Task requirements: Give back every line of the material below exactly, but no images.

Content starts

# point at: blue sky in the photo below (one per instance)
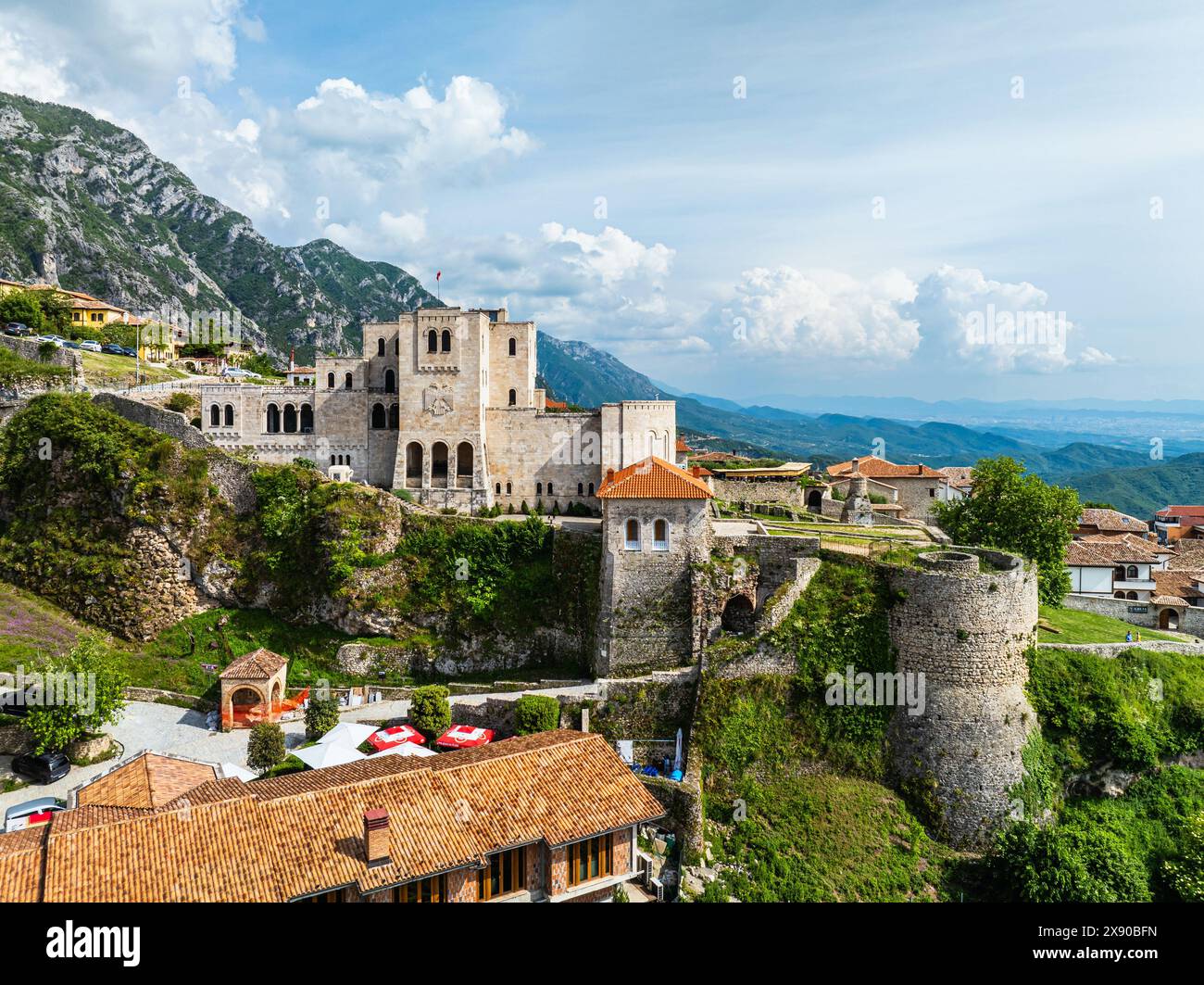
(894, 171)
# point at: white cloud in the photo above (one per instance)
(821, 314)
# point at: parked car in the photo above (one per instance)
(44, 767)
(31, 813)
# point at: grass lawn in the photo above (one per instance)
(104, 370)
(1075, 626)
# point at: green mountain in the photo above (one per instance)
(85, 205)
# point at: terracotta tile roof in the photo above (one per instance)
(145, 780)
(257, 664)
(653, 479)
(272, 843)
(1111, 521)
(880, 469)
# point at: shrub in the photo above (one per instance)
(536, 713)
(265, 748)
(429, 710)
(320, 716)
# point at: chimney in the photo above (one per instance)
(376, 837)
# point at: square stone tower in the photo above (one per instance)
(655, 530)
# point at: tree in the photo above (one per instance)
(429, 710)
(320, 716)
(1011, 511)
(1186, 873)
(265, 748)
(536, 713)
(82, 691)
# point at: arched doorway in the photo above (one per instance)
(247, 707)
(738, 614)
(414, 465)
(440, 465)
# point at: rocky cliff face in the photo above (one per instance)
(85, 205)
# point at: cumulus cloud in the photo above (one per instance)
(783, 310)
(996, 326)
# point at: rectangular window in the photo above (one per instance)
(506, 872)
(591, 859)
(433, 890)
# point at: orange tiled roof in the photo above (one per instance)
(145, 780)
(295, 836)
(653, 479)
(879, 469)
(257, 664)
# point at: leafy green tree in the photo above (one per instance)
(536, 713)
(429, 710)
(1012, 511)
(265, 748)
(23, 306)
(1186, 873)
(320, 716)
(87, 694)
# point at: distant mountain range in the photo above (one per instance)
(1118, 471)
(87, 206)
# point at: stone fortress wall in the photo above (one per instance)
(963, 618)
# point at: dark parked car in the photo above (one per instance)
(44, 767)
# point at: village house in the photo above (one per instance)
(916, 487)
(543, 818)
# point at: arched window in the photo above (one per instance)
(633, 535)
(413, 463)
(464, 463)
(660, 535)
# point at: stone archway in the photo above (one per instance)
(738, 614)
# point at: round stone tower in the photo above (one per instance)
(962, 618)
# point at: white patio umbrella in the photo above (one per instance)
(332, 754)
(348, 734)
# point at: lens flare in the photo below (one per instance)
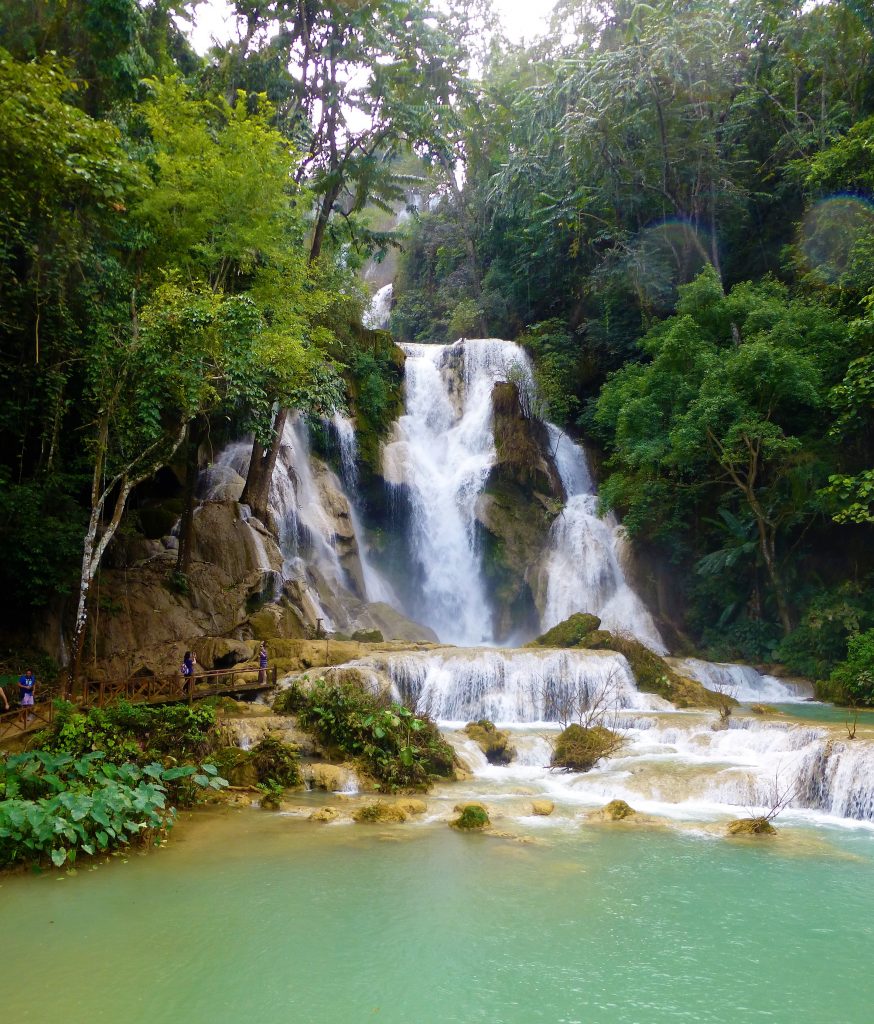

Content ends

Written solution:
# point at: blue sky in the photo below (one per instance)
(894, 171)
# point at: white cloud in the photo above (one per instance)
(821, 314)
# point at: parked car in the photo above (one per instance)
(44, 767)
(31, 813)
# point at: grass lawn in the photo above (one per instance)
(104, 370)
(1075, 626)
# point at: green mountain in the photo above (one per instance)
(85, 205)
# point at: terracotta tile roof in the photo above (one per instance)
(145, 780)
(257, 664)
(653, 479)
(272, 843)
(1111, 521)
(880, 469)
# point at: shrub in the photo above (one per instance)
(536, 713)
(265, 748)
(429, 710)
(320, 716)
# point at: chimney in the photo above (one per instance)
(376, 837)
# point at: square stone tower in the photo above (one per instance)
(655, 530)
# point at: tree in the photo above (one per instance)
(429, 710)
(320, 716)
(1011, 511)
(1186, 873)
(265, 748)
(536, 713)
(82, 691)
# point at: arched doorway in the photo above (one per instance)
(247, 707)
(738, 614)
(414, 465)
(440, 465)
# point at: rocky cliff face in the photo above (one per instance)
(85, 205)
# point at: cumulus cloud in the photo above (one per instance)
(783, 310)
(996, 326)
# point at: rectangular window in the photo above (one per instance)
(506, 872)
(591, 859)
(433, 890)
# point at: orange tiled roof in the photo above (one per instance)
(145, 780)
(295, 836)
(653, 479)
(879, 469)
(257, 664)
# point at: leafy green tree in the photo above (one per instance)
(536, 713)
(429, 710)
(1012, 511)
(265, 748)
(23, 306)
(1186, 873)
(320, 716)
(87, 694)
# point at: distant mountain range in the photo above (one per instance)
(1118, 471)
(87, 206)
# point at: stone fortress wall in the photo above (one per instance)
(963, 618)
# point at: dark parked car in the photo above (one per instance)
(44, 767)
# point at: village house in the photo above (one per instance)
(916, 487)
(543, 818)
# point at: arched window in the photo above (one per instance)
(633, 535)
(413, 463)
(464, 463)
(660, 535)
# point at: stone archway in the photo above (one per instance)
(738, 614)
# point at: round stone tower in the photo above (one per instance)
(962, 618)
# point at: white patio umbrella in the photo above (one per instance)
(332, 754)
(348, 734)
# point at: lens flare in the photo below (one per instance)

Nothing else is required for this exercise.